Should I, again, point out that World Can't Wait is in fact not the RCP, or that the move to impeach Bush is far, far broader than just the World Can't Wait?

Lordy. I don't know.

One thing I do know, very much for sure: the political poles you use to judge your own position are not the stars in the sky.

Jimmy Higgins

hey, ism schism, you don't have to drag the deity into this (though i'm sure she wouldn't mind if she existed). the weather saturday was a classic case of the reactionaries picking up a rock only to drop it on their own feet. if bush hadn't spent the last six years denying that global warming even exists, we might not have has a lovely 50 degree (fahrenheit)-plus day on which to denounce his sorry ass, making for the largest anti-war demo ever in d.c.--in january...


you can reply either place, i dont care. I only posted my comments once on both sites (you did the same thing), it took me a while to write that so i figured i would write it both places.

we obviously dont agree, thats fine. I still am waiting for someone to deal with the content, but wont be suprised if no one does.

Stanley W. Rogouski

Max. I actually agree with a lot (if not most) of your analysis.

And yet I'll continue to support World Can't Wait.


1.) They're doing more or less the same things you said you were doing in 2002. So why not more of the same.

2.) They tie together a lot of the various threads floating around the anti-war and anti-Bush movements. True, other groups do this. Once again, one more's not going to hurt.

3.) Radical politics isn't a zero sum game. The United States has hundreds of millions of people and only a fraction of a fraction of 1% are organizing around the principles World Can't Wait and you advocate. We need as many groups as possible.

Coordinate annotation entries
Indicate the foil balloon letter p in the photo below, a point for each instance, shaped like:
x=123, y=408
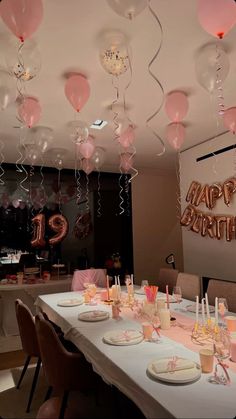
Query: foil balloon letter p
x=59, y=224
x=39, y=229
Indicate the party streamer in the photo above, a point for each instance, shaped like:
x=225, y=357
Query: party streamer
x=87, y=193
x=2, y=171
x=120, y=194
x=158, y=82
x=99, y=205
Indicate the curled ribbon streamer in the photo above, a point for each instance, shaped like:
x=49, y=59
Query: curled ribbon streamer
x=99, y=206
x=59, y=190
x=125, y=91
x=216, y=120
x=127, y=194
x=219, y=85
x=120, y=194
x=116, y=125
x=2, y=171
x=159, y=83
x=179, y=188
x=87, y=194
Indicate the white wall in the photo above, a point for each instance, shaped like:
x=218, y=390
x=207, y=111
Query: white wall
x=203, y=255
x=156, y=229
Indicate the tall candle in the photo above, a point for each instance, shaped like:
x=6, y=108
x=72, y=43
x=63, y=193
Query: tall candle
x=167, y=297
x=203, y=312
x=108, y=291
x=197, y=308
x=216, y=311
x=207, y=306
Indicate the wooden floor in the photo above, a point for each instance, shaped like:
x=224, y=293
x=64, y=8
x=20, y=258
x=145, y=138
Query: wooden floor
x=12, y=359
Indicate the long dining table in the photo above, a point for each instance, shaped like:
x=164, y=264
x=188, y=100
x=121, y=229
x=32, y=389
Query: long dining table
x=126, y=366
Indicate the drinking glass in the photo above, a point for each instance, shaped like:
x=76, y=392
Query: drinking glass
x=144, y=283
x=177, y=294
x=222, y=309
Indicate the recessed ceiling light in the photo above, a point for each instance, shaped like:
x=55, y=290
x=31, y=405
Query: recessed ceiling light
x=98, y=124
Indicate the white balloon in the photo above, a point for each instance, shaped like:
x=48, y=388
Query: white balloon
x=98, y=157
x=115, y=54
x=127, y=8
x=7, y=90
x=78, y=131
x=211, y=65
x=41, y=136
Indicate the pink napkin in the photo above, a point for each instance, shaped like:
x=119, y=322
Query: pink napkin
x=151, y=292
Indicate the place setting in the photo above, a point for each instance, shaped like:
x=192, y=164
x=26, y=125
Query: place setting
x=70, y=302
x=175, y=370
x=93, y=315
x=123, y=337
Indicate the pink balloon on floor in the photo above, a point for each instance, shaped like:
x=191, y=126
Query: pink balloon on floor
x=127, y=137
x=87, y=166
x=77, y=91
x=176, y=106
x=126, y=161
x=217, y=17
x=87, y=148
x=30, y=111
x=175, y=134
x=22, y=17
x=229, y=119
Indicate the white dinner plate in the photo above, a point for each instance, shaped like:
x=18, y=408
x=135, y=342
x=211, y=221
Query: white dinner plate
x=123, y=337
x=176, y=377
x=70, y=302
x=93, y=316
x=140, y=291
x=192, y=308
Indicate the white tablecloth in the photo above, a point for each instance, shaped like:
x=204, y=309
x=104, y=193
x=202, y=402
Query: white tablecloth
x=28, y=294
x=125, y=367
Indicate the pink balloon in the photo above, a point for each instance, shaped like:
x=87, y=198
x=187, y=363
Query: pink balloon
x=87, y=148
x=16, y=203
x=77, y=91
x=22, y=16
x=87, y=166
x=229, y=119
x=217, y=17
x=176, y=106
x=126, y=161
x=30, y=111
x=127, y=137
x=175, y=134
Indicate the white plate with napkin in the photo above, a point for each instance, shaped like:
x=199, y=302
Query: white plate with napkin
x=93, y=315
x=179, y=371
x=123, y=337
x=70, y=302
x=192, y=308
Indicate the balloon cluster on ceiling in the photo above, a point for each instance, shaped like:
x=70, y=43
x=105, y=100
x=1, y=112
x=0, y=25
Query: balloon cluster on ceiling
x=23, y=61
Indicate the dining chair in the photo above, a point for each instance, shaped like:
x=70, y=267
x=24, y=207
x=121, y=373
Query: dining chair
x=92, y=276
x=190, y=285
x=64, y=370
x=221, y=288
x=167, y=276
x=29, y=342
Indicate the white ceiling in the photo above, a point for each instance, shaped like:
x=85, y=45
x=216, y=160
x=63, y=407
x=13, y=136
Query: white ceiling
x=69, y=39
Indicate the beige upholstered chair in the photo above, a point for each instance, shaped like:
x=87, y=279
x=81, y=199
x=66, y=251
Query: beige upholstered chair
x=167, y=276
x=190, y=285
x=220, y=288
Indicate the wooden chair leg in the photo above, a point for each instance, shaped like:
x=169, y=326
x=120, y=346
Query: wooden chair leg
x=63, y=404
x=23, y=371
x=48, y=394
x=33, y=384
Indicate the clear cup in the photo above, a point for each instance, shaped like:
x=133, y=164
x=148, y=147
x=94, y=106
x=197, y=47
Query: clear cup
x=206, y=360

◆ Task details: Extend the forum exchange about World Can't Wait, picking up directly after its final sentence.

◆ Response to this exercise:
4.) Having WCW engage groups like UFPJ and the unions is probably going to cause more harm than good. True, it's not going to lead to an insurrection but it's better to have parallel groups organizing different people for the same general goals than having them compete for the same usual suspects in New York.

5.) Sunsara's hardly a household name and I don't think she has deep roots in New York or on any college campus. But I've seen her draw more than 200 people a number of times. I'm sure she'll get that many people on any number of campuses.

6.) WCW's insistence on being a HISTORIC GROUP DOING ALL THIS FOR THE FIRST TIME is pretty annoying. True. But so what? I get annoyed all the time. Be annoyed. Suck it up and deal. Just make sure you're actually something.

Yeah, I know none of this makes me a good Communist and you're probably going to label me some kind of reformist liberal pragmatist. Go ahead. But if you do something worth supporting and I know about it, I'll support you too.

Let 1000 Maxs and Sunsaras bloom.

the burningman

I wouldn't be surprised if no one does either, Max. For anyone who has been doing this work, it's a paultry reduction that has much more to do with your a priori ideological assumptions than anything they'd recognize.

You're right that other people have been talking about impeachment, but exactly in the face of what you call "Maoist insurrectionism" – it is, in fact, a legal mechanism under our existing bourgeois constitution, and World Can't Wait is joining in these efforts to put a literal stop to the regime. Now. Urgently. Hear that? Urgently.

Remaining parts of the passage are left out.